__EXERCISE INSTRUCTIONS__.
Every entry, from the first line to the last, should be output exactly.

__EXCERPTED RECORDS__.

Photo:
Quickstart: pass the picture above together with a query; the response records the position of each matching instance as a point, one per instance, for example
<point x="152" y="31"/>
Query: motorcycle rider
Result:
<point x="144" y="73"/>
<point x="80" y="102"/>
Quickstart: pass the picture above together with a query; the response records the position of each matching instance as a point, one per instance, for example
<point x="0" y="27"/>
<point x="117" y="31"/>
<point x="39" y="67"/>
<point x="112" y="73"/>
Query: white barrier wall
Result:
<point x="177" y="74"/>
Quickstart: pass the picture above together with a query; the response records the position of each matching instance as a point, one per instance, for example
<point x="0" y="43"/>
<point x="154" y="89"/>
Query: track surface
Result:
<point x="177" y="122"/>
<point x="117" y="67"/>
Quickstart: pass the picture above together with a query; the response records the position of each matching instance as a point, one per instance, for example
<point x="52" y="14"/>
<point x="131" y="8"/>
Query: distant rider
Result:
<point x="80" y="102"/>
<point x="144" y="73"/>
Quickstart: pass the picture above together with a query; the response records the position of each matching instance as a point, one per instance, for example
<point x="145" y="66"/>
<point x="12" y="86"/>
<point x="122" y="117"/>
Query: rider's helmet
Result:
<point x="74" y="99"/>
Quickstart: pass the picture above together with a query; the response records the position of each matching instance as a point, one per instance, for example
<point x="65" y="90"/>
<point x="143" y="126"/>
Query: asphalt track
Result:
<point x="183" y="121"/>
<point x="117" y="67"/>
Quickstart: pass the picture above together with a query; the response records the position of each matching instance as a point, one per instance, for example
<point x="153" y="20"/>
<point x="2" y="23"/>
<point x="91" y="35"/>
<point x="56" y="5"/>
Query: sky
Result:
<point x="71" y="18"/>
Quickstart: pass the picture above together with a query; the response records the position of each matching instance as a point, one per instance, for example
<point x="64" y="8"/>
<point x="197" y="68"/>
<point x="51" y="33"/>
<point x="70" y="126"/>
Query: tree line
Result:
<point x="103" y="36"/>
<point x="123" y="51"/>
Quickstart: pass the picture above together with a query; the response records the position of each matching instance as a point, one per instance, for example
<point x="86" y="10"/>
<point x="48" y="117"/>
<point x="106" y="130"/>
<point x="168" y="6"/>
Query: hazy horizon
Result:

__WRITTEN RESPONSE__.
Photo:
Quickstart: pass the picture above together with a query; the response records the position of each matching instance as a point, one per instance, for example
<point x="152" y="31"/>
Query: motorcycle rider
Result:
<point x="144" y="73"/>
<point x="80" y="102"/>
Quickstart: pass the picture above together with a query; the response records the position of each matching instance as a point, one per instance, for example
<point x="0" y="27"/>
<point x="117" y="31"/>
<point x="39" y="67"/>
<point x="112" y="73"/>
Query: white barrier wall
Result:
<point x="177" y="74"/>
Quickstart: pass the picture above together with a query; the response records the position of each matching instance as a point, one per instance, for example
<point x="0" y="43"/>
<point x="154" y="89"/>
Query: track surface
Result:
<point x="177" y="122"/>
<point x="117" y="67"/>
Quickstart: pass the picture above together with a query; the response records the position of each matching instance as a point, one per instance, for example
<point x="52" y="14"/>
<point x="131" y="8"/>
Query: distant rider
Result:
<point x="80" y="102"/>
<point x="144" y="73"/>
Quickstart: pass the picture above together with a query; the response records the position of each matching instance as a point, one per instance, for example
<point x="145" y="66"/>
<point x="12" y="86"/>
<point x="122" y="117"/>
Query: rider's helmet
Result:
<point x="74" y="99"/>
Quickstart: pass the picture above together with a query; the response records the position of each matching instance as a point, one per instance, for example
<point x="65" y="90"/>
<point x="143" y="126"/>
Query: asphalt track
Result:
<point x="183" y="121"/>
<point x="117" y="67"/>
Quickstart: pass the picture above together with a query; the response records the position of each matching instance as a point, one per instance, for example
<point x="153" y="20"/>
<point x="2" y="23"/>
<point x="91" y="35"/>
<point x="56" y="5"/>
Query: sky
Result:
<point x="71" y="18"/>
Quickstart: pass the picture above together with a query; the response records the position of each matching instance as a point, one per instance, for example
<point x="64" y="8"/>
<point x="197" y="68"/>
<point x="51" y="33"/>
<point x="70" y="126"/>
Query: tree line
Result:
<point x="103" y="36"/>
<point x="123" y="51"/>
Quickstart: pass the picture above together with a query; the response records the position of each matching instance as a point, one per instance, for example
<point x="86" y="10"/>
<point x="48" y="117"/>
<point x="106" y="130"/>
<point x="168" y="6"/>
Query: hazy horizon
Result:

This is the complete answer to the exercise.